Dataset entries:
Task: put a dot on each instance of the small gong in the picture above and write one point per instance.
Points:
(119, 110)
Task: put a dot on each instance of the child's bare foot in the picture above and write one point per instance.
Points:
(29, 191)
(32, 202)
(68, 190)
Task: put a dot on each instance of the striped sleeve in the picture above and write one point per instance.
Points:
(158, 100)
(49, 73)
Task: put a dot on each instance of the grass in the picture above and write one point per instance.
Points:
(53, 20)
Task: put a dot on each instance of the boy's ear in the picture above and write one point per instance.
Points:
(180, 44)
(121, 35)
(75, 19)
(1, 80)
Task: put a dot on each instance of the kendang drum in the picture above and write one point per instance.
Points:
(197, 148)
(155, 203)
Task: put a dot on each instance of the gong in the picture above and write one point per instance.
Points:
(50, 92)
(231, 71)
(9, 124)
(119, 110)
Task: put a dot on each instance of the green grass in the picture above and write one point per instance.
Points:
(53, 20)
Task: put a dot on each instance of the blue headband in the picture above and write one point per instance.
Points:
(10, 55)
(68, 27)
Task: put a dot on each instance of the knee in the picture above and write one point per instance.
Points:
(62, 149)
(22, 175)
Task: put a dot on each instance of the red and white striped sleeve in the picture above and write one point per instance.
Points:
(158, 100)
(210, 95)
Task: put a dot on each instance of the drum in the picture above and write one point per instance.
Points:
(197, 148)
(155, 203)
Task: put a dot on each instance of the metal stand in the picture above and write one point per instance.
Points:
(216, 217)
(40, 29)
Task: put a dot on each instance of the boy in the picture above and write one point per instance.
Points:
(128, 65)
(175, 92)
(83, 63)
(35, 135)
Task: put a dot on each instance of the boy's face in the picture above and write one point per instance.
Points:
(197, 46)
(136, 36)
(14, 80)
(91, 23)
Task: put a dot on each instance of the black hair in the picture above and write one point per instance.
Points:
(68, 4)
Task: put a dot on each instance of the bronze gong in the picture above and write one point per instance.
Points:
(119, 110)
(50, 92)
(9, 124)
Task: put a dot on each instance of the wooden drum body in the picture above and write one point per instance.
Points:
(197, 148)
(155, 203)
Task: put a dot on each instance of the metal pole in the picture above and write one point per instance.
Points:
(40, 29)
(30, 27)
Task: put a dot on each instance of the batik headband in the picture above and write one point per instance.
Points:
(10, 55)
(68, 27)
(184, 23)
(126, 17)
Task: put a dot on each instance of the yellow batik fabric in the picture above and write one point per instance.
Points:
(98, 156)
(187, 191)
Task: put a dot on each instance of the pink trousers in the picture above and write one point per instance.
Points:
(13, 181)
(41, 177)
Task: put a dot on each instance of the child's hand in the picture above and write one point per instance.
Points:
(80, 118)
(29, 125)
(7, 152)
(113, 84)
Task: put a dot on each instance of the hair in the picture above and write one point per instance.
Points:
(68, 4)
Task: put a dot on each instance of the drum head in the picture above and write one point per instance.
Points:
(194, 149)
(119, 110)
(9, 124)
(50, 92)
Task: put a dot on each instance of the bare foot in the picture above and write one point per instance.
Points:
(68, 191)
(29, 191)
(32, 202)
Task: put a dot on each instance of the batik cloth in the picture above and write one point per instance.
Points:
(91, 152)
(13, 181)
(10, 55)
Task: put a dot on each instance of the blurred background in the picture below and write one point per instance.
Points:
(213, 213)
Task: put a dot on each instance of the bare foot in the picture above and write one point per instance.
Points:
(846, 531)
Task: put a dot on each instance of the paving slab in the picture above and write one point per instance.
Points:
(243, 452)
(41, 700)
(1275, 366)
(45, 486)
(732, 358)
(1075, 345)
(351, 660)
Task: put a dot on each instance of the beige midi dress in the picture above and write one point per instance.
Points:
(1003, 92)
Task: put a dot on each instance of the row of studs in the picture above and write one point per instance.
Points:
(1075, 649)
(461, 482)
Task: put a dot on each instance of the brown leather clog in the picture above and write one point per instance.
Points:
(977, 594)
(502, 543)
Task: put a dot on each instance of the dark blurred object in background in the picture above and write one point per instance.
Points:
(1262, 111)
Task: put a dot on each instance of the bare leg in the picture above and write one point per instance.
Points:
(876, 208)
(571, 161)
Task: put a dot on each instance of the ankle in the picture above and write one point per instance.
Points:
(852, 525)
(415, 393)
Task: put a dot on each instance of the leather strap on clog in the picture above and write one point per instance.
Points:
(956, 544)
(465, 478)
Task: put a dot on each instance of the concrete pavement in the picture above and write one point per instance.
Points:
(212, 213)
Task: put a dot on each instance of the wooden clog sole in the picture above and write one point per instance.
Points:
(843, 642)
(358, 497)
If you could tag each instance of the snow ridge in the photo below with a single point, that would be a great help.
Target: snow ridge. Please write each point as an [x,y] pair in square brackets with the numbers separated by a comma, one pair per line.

Aim of the exercise: Find the word "hair" in the entries above. Copy every line that has it.

Answer:
Task: put a dot on each instance of the black hair in the picture above and write one point per instance.
Task: put a dot on each instance of the hair in the picture above and write one point per instance.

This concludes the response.